Marbod

Marbod

Marbod, lateinisch Maroboduus, (* um 30 v. Chr.; † 37 n. Chr. in Ravenna) war der bedeutendste markomannische Herrscher. Im Jahre 8 v. Chr. wurde Marbod König der Markomannen, eines suebischen Volksstammes der Germanen, der im Maingebiet siedelte.

Inhaltsverzeichnis

Leben

Frühe Jahre

Marbod stammte aus einer vornehmen Familie der Markomannen und wird als kräftig und mutig beschrieben.[1] In seiner Jugendzeit soll er lange in Rom gelebt haben und sich der Gunst des Kaisers Augustus erfreut haben.[2] Man kommt bei der Suche nach den Gründen für seinen Aufenthalt in Rom (etwa Vergeiselung, Gefangennahme im Krieg oder Beschäftigung als Leibgardist) ebenso wenig über Spekulationen hinaus wie bei der Feststellung seiner von Augustus erhaltenen Huldbezeugungen (Freilassung, Verleihung des Bürgerrechts usw.).

Das Marbodreich in Böhmen

Jedenfalls durfte Marbod mit römischer Genehmigung nach Germanien heimkehren. Die Markomannen waren 10 v. Chr. von den von Drusus angeführten Römern vernichtend besiegt und 8 v. Chr. vom späteren Kaiser Tiberius zur Kapitulation gezwungen worden. Marbod übernahm etwa zu dieser Zeit aus eigener Initiative und wohl ohne römische Zustimmung,[3] vielleicht ein durch die Kriege gegen Rom entstandenes Machtvakuum ausnützend, als Dux die Regierung des Stammes und führte ihn aus der drohenden römischen Umklammerung im Maingebiet ostwärts in das von den Boiern verlassene Böhmen und nördliche Mähren.[4] Mit dieser Maßnahme festigte er seine Herrschaft und bewahrte die Markomannen vor dem Ende ihrer politischen Selbständigkeit – denn Tiberius führte gerade damals Zwangsumsiedlungen zur Vernichtung der Macht der Suebenstämme durch. Außerdem wurde durch diese Abwanderung die Bildung einer eigenständigen Stammesidentität der Markomannen sehr gefördert.

Einträge mit Umrissannotationen
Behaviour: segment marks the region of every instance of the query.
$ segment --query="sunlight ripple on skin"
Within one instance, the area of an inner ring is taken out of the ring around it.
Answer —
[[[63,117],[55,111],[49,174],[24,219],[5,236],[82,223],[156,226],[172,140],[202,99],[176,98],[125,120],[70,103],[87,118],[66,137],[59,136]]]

Aufgaben:
A) Schreiben Sie den Text über Marbod von „Marbod, lateinisch Maroboduus, (*“ bis „des Bürgerrechts usw.).“, beides eingeschlossen, wortgetreu ab.
B) Prüfen Sie, ob die folgenden Aussagen mit dem Text über Marbod übereinstimmen. Antworten Sie jeweils mit Ja oder Nein und zitieren Sie die entscheidenden Worte aus dem Text. (i) Marbod starb in Ravenna. (ii) Marbod führte die Markomannen nach Westen. (iii) Drusus zwang die Markomannen 8 v. Chr. zur Kapitulation.
C) Setzen Sie den Text über Marbod im Anschluss an seinen letzten Satz fort.
Die Einträge sind eigenständiges Material und gehören nicht zum Text über Marbod.

Antworten nacheinander:
A)
Marbod, lateinisch Maroboduus, (* um 30 v. Chr.; † 37 n. Chr. in Ravenna) war der bedeutendste markomannische Herrscher. Im Jahre 8 v. Chr. wurde Marbod König der Markomannen, eines suebischen Volksstammes der Germanen, der im Maingebiet siedelte.

Inhaltsverzeichnis

Leben

Frühe Jahre

Marbod stammte aus einer vornehmen Familie der Markomannen und wird als kräftig und mutig beschrieben.[1] In seiner Jugendzeit soll er lange in Rom gelebt haben und sich der Gunst des Kaisers Augustus erfreut haben.[2] Man kommt bei der Suche nach den Gründen für seinen Aufenthalt in Rom (etwa Vergeiselung, Gefangennahme im Krieg oder Beschäftigung als Leibgardist) ebenso wenig über Spekulationen hinaus wie bei der Feststellung seiner von Augustus erhaltenen Huldbezeugungen (Freilassung, Verleihung des Bürgerrechts usw.).

B)
(i) Ja: „† 37 n. Chr. in Ravenna“
(ii) Nein: „ostwärts in das von den Boiern verlassene Böhmen und nördliche Mähren“
(iii) Nein: „8 v. Chr. vom späteren Kaiser Tiberius zur Kapitulation gezwungen worden“

C)
Im relativ dünn besiedelten Böhmen machte sich Marbod die dort lebenden Reste der Kelten und die schon früher eingewanderten Germanen friedlich zu Untertanen. Er nahm den Königstitel an[5] und scharte um die Markomannen, teils durch kriegerische Aktivitäten gegen Nachbarvölker, einen von ihm beherrschten mächtigen Stammesbund, dem u. a. Hermunduren, Semnonen und Lugier, in späterer Zeit auch die Langobarden angehörten.[6] Sein Einflussbereich grenzte also im Süden an die Donau, im Osten an die römische Provinz Pannonien und die Weichsel, im Norden an die Ostsee und im Westen an die Elbe.

König Marbod, der erstmals in der germanischen Geschichte einen größeren, ansatzweise zentralistisch geführten Herrschaftskomplex errichtet hatte, gebot über ein angeblich nach römischer Taktik und Disziplin geschultes Heer mit einem Maximalaufgebot von 70.000 Mann Infanterie und 4000 Mann Kavallerie.[7] Nach römischem Vorbild ließ er sich einen befestigten Königssitz namens Marobudum bauen,[8] der bis heute nicht genau lokalisiert werden konnte. Die römischen Quellen stellen freilich entsprechend der damaligen Propaganda die Stärke und Diszipliniertheit von Marbods Truppen übertrieben dar und behaupten, dass von ihnen eine Invasionsgefahr drohte.[9] Damit sollte der spätere Angriffsplan des Augustus auf das Markomannenreich legitimiert werden.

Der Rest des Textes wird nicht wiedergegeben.